#### [Information supplied]
══════════════════════════════
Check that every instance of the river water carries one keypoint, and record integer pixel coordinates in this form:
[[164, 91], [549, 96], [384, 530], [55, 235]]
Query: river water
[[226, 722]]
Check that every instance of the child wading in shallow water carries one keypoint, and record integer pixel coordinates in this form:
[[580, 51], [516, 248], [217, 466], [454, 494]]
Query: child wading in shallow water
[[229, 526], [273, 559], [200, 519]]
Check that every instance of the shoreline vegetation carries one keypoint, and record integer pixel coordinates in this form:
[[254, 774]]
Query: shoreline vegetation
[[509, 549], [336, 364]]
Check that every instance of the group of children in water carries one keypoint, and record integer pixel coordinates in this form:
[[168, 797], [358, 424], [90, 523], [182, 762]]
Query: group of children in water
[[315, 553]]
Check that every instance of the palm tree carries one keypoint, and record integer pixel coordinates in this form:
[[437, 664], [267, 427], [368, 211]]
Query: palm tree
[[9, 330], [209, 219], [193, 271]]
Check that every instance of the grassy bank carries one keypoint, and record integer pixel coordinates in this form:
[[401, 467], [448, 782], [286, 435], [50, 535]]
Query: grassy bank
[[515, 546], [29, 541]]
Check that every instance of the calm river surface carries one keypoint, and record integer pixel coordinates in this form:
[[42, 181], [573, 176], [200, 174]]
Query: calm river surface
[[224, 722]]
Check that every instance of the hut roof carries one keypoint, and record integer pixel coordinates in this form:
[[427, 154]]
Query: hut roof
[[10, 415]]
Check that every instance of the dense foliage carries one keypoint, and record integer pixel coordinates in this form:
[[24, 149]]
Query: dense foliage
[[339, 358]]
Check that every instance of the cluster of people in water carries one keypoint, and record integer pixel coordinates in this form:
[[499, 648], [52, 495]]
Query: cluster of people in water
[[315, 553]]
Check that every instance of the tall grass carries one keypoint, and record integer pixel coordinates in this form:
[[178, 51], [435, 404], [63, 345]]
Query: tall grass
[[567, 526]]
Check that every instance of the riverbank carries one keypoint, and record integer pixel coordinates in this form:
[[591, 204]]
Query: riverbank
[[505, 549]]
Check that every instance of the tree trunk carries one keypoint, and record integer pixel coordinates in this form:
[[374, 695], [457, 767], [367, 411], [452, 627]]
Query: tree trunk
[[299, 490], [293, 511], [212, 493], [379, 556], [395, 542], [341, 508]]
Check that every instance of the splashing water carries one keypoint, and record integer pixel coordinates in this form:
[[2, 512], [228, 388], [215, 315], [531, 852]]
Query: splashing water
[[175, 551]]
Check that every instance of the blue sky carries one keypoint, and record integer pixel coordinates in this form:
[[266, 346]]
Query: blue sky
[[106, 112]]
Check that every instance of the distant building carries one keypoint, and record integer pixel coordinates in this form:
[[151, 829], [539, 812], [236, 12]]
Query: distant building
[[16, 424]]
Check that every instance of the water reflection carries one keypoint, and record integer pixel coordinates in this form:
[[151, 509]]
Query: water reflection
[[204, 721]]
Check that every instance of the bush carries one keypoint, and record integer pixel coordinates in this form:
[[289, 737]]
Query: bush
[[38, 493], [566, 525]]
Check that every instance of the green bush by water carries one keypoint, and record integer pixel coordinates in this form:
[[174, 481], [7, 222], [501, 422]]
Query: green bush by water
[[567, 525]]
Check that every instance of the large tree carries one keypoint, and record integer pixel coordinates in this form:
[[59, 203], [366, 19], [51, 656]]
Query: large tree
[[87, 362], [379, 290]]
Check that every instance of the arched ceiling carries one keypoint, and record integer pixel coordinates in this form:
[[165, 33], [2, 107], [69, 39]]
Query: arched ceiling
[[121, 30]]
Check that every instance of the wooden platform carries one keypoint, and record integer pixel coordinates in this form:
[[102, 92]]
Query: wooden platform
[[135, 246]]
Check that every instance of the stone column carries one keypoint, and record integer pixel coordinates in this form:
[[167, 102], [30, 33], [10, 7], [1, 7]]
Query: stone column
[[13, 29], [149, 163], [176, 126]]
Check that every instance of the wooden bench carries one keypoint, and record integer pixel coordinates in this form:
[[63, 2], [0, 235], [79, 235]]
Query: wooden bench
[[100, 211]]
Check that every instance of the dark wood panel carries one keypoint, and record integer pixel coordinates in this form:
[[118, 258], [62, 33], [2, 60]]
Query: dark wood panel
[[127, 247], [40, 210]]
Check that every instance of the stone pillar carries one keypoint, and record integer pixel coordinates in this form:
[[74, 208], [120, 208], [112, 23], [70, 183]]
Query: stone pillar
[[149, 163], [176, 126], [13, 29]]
══════════════════════════════
#### [Directive]
Update the records above by changing every "keypoint" to "marker" and leaving all other text as it is.

#### [Task result]
Check that every instance of the river water carries one marker, and record integer pixel coordinates in this form:
[[164, 91], [549, 96], [384, 530], [55, 235]]
Query: river water
[[226, 722]]
Check that every instance of the child wading in shallow water carries one marker, and record integer pixel coordinates in this form:
[[580, 51], [516, 248], [217, 466], [454, 494]]
Query: child wading in shallow water
[[229, 526], [273, 559], [200, 519]]
Check that every instance of the shoreline vegetation carries one marker, and record integer pixel coordinates in this form:
[[254, 774]]
Query: shoreline vegetation
[[509, 549], [336, 364]]
Check that every instance of the group of children in water carries one marker, and record integer pixel coordinates in this form:
[[168, 797], [358, 424], [90, 523], [182, 762]]
Query: group of children in water
[[315, 553]]
Check that every instance of the palm tree carries one marker, and record integer pixel coordinates in this form:
[[437, 664], [267, 427], [368, 211]]
Query: palm tree
[[9, 330], [209, 219], [193, 271]]
Check that every instance of the grassy bank carries one marker, and record integer pixel coordinates in this form:
[[401, 467], [448, 782], [286, 435], [50, 535]]
Query: grassy bank
[[515, 546], [29, 541]]
Check that every instance of the calm river surface carries one marker, and record integer pixel coordinates in this form:
[[42, 181], [573, 176], [200, 174]]
Query: calm river surface
[[224, 722]]
Check that every instance of the hut roof carries one marker, and record integer pixel coordinates in this form:
[[427, 154]]
Query: hut roof
[[10, 415]]
Check that every instance of the dense foliage carries one marker, and record integer pixel coordinates in this form:
[[24, 149]]
Query: dense foliage
[[339, 358]]
Check that every instance of the cluster of people in water carries one marker, and record integer pixel coordinates in this form:
[[499, 648], [52, 495]]
Query: cluster of people in water
[[315, 553]]
Check that every instance of the tall grass carries one marker, and record integer pixel coordinates in this form:
[[178, 51], [435, 404], [63, 345]]
Query: tall grass
[[567, 526]]
Check that every instance of the riverbank carries one marker, and record integer pixel coordinates in this form:
[[591, 204]]
Query: riverbank
[[505, 549]]
Check that every instance of the tree trunk carries one marker, and record integer pixel coordinates in this form:
[[374, 695], [457, 767], [367, 411], [452, 627]]
Query: tree trunk
[[299, 490], [293, 511], [212, 493], [379, 556], [395, 542], [341, 508]]
Check that every instance of the splashing water carries one marker, and record integer pixel coordinates in this form:
[[2, 512], [228, 388], [215, 315], [531, 852]]
Query: splashing water
[[175, 551]]
Check that every instance of the blue sky carries one marker, and record integer pixel coordinates in this form:
[[266, 346]]
Query: blue sky
[[106, 112]]
Check that every instance of the distant building carries one marker, and record integer pixel coordinates in this form:
[[151, 829], [539, 812], [236, 12]]
Query: distant building
[[16, 424]]
Check that every instance of the water reflection carries one marker, and record integer pixel coordinates in this form:
[[151, 509]]
Query: water reflection
[[204, 721]]
Check that every instance of the bush carries one marker, and record integer pixel coordinates in this form:
[[289, 737]]
Query: bush
[[38, 493], [566, 525]]
Check that every instance of the green bush by water carries one marker, and record integer pixel coordinates in this form:
[[174, 481], [7, 222], [501, 422]]
Query: green bush by water
[[567, 525]]
Check that every instance of the large tree carries one marker, and record integer pixel coordinates in this form:
[[59, 203], [366, 19], [51, 656]]
Query: large tree
[[87, 362], [379, 290]]
Check that every instance of the arched ceiling carries one marker, and record integer pixel coordinates in this form:
[[165, 33], [2, 107], [69, 39]]
Query: arched ceiling
[[121, 30]]
Check that every instance of the wooden platform carries one marker, and record integer pixel coordinates in this form:
[[102, 92]]
Query: wooden platform
[[135, 246]]
Check that every instance of the stone column carries one marker, and record integer pixel coordinates in this form:
[[167, 102], [30, 33], [10, 7], [1, 7]]
Query: stone column
[[13, 29], [149, 163], [176, 126]]
Check that every instance of the wooden bench carries one marker, and record integer pixel coordinates in this form:
[[63, 2], [0, 235], [79, 235]]
Query: wooden bench
[[100, 211]]
Check that every instance of the dark wood panel carries one marker, and record integer pixel coordinates in this form:
[[118, 258], [62, 33], [2, 60]]
Query: dark wood panel
[[127, 247], [40, 210]]
Check that every instance of the stone pillar carries one marker, and record integer pixel coordinates in this form:
[[74, 208], [120, 208], [112, 23], [70, 183]]
Query: stone pillar
[[149, 163], [176, 126], [13, 29]]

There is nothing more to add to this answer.